--- start Given records ---

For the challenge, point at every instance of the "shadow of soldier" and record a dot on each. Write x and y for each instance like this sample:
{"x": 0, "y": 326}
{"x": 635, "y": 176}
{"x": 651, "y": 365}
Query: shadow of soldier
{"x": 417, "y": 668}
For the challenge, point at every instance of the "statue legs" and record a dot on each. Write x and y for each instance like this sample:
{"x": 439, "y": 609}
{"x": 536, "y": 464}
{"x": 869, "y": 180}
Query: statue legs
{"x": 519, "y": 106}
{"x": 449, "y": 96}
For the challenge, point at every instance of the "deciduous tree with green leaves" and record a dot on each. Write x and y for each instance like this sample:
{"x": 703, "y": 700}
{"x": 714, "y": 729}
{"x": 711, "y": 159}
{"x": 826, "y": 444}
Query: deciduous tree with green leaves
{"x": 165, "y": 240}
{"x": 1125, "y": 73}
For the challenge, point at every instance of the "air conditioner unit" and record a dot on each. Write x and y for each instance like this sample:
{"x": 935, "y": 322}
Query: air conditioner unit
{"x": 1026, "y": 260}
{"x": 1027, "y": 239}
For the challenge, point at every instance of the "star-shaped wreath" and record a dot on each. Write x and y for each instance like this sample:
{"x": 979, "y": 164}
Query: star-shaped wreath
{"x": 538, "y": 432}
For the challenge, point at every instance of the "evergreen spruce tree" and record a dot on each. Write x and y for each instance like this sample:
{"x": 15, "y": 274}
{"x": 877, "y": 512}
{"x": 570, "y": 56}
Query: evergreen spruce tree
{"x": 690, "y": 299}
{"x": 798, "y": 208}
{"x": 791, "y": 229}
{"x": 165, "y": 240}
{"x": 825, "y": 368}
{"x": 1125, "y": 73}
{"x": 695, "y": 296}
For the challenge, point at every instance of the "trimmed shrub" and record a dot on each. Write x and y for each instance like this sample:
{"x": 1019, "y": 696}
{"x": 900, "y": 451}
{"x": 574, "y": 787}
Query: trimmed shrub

--- end Given records ---

### Given problem
Using the listing above, reproduce each line without omission.

### Result of the task
For the challenge, point at every instance of the "shadow of soldier" and record a dot on each. Write x and y for each instance like this sample:
{"x": 0, "y": 326}
{"x": 635, "y": 176}
{"x": 651, "y": 365}
Query: shadow of soldier
{"x": 417, "y": 668}
For the challenge, point at every instance of the "statue legs" and record a dot on each. Write x and y for each instance like this sample:
{"x": 439, "y": 609}
{"x": 536, "y": 464}
{"x": 869, "y": 180}
Query: statue legs
{"x": 519, "y": 106}
{"x": 449, "y": 96}
For the challenge, point at every instance of the "deciduous tree with green leaves" and record a dot on each. Write x and y for each instance like this sample:
{"x": 703, "y": 700}
{"x": 714, "y": 729}
{"x": 711, "y": 159}
{"x": 826, "y": 444}
Query: deciduous tree with green leaves
{"x": 165, "y": 240}
{"x": 1125, "y": 73}
For the challenge, point at every instance of the "air conditioner unit" and record a dot on each. Write x and y for each instance like this sample:
{"x": 935, "y": 322}
Query: air conditioner unit
{"x": 1026, "y": 260}
{"x": 1027, "y": 239}
For the challenge, point at every instance of the "star-shaped wreath" and record a dot on each. Write x and y for each instance like this sample:
{"x": 979, "y": 164}
Query: star-shaped wreath
{"x": 538, "y": 432}
For the challenge, point at every instance of the "evergreen spruce tree" and record a dot on each. Write x and y for each instance like this sample:
{"x": 15, "y": 274}
{"x": 877, "y": 512}
{"x": 570, "y": 56}
Query: evergreen spruce tree
{"x": 690, "y": 299}
{"x": 798, "y": 208}
{"x": 791, "y": 229}
{"x": 165, "y": 240}
{"x": 825, "y": 368}
{"x": 1125, "y": 73}
{"x": 695, "y": 296}
For the challenge, point at every instance of the "trimmed shrub" and record a dot on each. Write x and y for each instance like this sample:
{"x": 1019, "y": 696}
{"x": 900, "y": 451}
{"x": 574, "y": 787}
Query: trimmed shrub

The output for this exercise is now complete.